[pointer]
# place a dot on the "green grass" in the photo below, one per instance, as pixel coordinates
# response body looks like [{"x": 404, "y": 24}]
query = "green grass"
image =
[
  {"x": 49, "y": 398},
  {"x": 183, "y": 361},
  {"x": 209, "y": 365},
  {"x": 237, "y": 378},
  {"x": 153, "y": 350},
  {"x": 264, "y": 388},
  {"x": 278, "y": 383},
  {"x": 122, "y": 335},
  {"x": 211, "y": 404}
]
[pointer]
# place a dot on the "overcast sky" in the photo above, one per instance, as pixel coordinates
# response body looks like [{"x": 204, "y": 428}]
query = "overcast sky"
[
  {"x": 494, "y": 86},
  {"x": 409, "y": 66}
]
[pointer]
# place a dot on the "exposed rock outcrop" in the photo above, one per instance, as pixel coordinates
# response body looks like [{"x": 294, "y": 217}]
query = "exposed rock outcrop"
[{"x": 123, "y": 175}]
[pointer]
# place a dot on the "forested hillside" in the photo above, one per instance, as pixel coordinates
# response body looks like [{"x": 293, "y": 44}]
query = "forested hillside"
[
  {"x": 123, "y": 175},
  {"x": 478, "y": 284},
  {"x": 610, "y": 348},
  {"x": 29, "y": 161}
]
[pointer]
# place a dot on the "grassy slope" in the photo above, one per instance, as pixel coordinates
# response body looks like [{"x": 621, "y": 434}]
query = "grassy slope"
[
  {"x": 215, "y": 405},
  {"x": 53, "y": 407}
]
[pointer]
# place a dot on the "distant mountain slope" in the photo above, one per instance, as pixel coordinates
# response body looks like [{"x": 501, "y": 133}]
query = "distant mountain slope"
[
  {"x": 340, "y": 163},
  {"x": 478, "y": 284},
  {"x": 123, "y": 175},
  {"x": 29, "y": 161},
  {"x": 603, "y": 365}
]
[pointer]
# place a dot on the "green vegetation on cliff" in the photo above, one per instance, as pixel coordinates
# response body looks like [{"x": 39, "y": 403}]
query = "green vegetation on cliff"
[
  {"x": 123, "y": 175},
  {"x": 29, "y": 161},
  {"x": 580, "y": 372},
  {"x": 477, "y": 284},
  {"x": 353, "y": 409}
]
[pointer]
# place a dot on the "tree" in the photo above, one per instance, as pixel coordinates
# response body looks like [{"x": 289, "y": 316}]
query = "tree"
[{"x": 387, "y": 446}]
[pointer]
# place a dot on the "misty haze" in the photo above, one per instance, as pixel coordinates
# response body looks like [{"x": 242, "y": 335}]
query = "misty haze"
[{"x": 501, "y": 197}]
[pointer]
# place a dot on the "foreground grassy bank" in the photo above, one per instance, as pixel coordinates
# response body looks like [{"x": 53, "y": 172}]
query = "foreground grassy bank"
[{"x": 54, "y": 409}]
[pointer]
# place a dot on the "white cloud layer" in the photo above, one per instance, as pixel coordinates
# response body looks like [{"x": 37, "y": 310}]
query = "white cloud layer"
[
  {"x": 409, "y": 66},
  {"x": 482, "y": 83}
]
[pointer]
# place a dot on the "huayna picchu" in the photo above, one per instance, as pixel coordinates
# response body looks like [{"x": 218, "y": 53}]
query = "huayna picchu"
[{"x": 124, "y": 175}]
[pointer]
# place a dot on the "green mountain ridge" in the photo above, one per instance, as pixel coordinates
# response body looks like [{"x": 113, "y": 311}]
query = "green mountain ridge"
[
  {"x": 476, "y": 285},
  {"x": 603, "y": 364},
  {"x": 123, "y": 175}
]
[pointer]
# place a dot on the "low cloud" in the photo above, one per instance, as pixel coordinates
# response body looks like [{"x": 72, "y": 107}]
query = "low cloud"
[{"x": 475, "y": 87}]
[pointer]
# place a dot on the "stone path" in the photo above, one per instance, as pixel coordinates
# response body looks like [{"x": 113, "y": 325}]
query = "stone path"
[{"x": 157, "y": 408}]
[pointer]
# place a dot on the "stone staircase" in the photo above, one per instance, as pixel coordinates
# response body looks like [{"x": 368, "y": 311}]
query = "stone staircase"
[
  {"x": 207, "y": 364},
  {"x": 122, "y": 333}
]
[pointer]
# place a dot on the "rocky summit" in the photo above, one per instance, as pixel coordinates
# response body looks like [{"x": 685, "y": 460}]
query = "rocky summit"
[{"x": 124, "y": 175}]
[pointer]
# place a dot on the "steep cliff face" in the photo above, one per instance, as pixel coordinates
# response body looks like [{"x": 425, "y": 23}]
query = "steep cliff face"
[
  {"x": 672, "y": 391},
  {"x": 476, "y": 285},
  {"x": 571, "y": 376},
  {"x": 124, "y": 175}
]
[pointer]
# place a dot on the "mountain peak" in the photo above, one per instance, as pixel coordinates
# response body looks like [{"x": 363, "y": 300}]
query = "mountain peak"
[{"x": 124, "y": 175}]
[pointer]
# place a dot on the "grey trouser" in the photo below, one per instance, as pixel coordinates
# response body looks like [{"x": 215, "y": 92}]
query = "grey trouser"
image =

━━━━━━

== SET TASK ==
Give back the data above exactly as it appears.

== EXPECTED ANSWER ==
[pointer]
# place a dot on the "green grass" in the photo below, one per instance, as pixel coordinates
# response body looks like [{"x": 404, "y": 24}]
query = "green grass"
image =
[
  {"x": 49, "y": 398},
  {"x": 183, "y": 361},
  {"x": 209, "y": 365},
  {"x": 237, "y": 378},
  {"x": 153, "y": 350},
  {"x": 264, "y": 388},
  {"x": 278, "y": 383},
  {"x": 122, "y": 335},
  {"x": 211, "y": 404}
]
[pointer]
# place a dot on the "overcast sky" in the photo above, one per instance, as pixel coordinates
# response body looks like [{"x": 204, "y": 428}]
query = "overcast sky"
[
  {"x": 494, "y": 86},
  {"x": 409, "y": 66}
]
[pointer]
# place a dot on the "exposed rock outcrop" in the photo above, one per instance, as pixel coordinates
# response body looks like [{"x": 294, "y": 217}]
query = "exposed rock outcrop"
[{"x": 123, "y": 175}]
[pointer]
# place a dot on the "forested hillside" in the photo above, one per instance, as pixel coordinates
# response body looks like [{"x": 293, "y": 44}]
query = "forested hillside"
[
  {"x": 123, "y": 175},
  {"x": 478, "y": 284},
  {"x": 610, "y": 348},
  {"x": 29, "y": 161}
]
[pointer]
# place a dot on the "grassy slope" in the photo above, one per instance, as pixel coordinates
# response body looks like [{"x": 621, "y": 434}]
query = "grassy slope"
[
  {"x": 215, "y": 405},
  {"x": 53, "y": 407}
]
[pointer]
# place a dot on the "distant mountain slope" in the photo above, one per instance, as pixel coordinates
# response body looks like [{"x": 501, "y": 133}]
query = "distant mountain slope"
[
  {"x": 340, "y": 163},
  {"x": 478, "y": 284},
  {"x": 123, "y": 175},
  {"x": 29, "y": 161},
  {"x": 603, "y": 365}
]
[pointer]
# place a dot on the "green vegetation on cliff" in the photo above, one per instance, as pixel coordinates
# response body looks like [{"x": 39, "y": 403}]
query = "green vegetation on cliff"
[
  {"x": 123, "y": 175},
  {"x": 29, "y": 161},
  {"x": 580, "y": 372},
  {"x": 477, "y": 284},
  {"x": 353, "y": 409}
]
[pointer]
# place a dot on the "tree" in the photo above, one per instance, as pixel coordinates
# response body looks like [{"x": 289, "y": 316}]
query = "tree"
[{"x": 387, "y": 446}]
[pointer]
# place a dot on the "misty haze" in the photo above, one per instance, as pixel coordinates
# response body looks like [{"x": 242, "y": 335}]
query = "misty haze"
[{"x": 501, "y": 197}]
[pointer]
# place a dot on the "foreground grassy bank" in the photo above, one per instance, as pixel coordinates
# response body looks like [{"x": 53, "y": 172}]
query = "foreground grassy bank"
[{"x": 54, "y": 409}]
[pointer]
# place a dot on the "white cloud layer" in the photo above, one per instance, as pixel coordinates
# response body looks like [{"x": 37, "y": 310}]
query = "white cloud layer"
[
  {"x": 409, "y": 66},
  {"x": 482, "y": 83}
]
[pointer]
# place a dot on the "huayna picchu" in the photo above, one per instance, as pixel coordinates
# response body looks like [{"x": 218, "y": 53}]
query = "huayna picchu"
[{"x": 124, "y": 175}]
[pointer]
# place a dot on the "green mountain ridge" in the photo above, one per instance, as pixel coordinates
# response body looks like [{"x": 113, "y": 311}]
query = "green mountain ridge"
[
  {"x": 476, "y": 285},
  {"x": 603, "y": 364},
  {"x": 123, "y": 175}
]
[pointer]
# place a dot on the "low cloud" in the photo above, one per instance, as pixel coordinates
# response body looks like [{"x": 72, "y": 107}]
query = "low cloud"
[{"x": 475, "y": 87}]
[pointer]
# place a dot on the "stone path" in the photo above, one per instance, as pixel coordinates
# response body looks like [{"x": 113, "y": 325}]
query = "stone path"
[{"x": 157, "y": 408}]
[pointer]
# place a dot on the "stone staircase" in the photo above, one per instance, as pixel coordinates
# response body looks like [{"x": 368, "y": 311}]
query = "stone staircase"
[
  {"x": 207, "y": 364},
  {"x": 122, "y": 333}
]
[pointer]
# place a dot on the "rocky summit" in the photo above, one per instance, as pixel coordinates
# response body looks like [{"x": 685, "y": 460}]
query = "rocky summit"
[{"x": 124, "y": 175}]
[pointer]
# place a dot on the "steep cliff face" in the photo above, one per instance, as pixel coordinates
# response body looks like [{"x": 425, "y": 23}]
query = "steep cliff face"
[
  {"x": 672, "y": 391},
  {"x": 476, "y": 285},
  {"x": 571, "y": 376},
  {"x": 124, "y": 175}
]
[pointer]
# place a dot on the "mountain peak" in the photo above, one per instance, as pixel coordinates
# response body looks like [{"x": 363, "y": 300}]
query = "mountain peak"
[{"x": 124, "y": 175}]
[pointer]
# place a dot on the "grey trouser" in the photo below, one per instance, as pixel coordinates
# response body looks like [{"x": 215, "y": 92}]
query = "grey trouser"
image =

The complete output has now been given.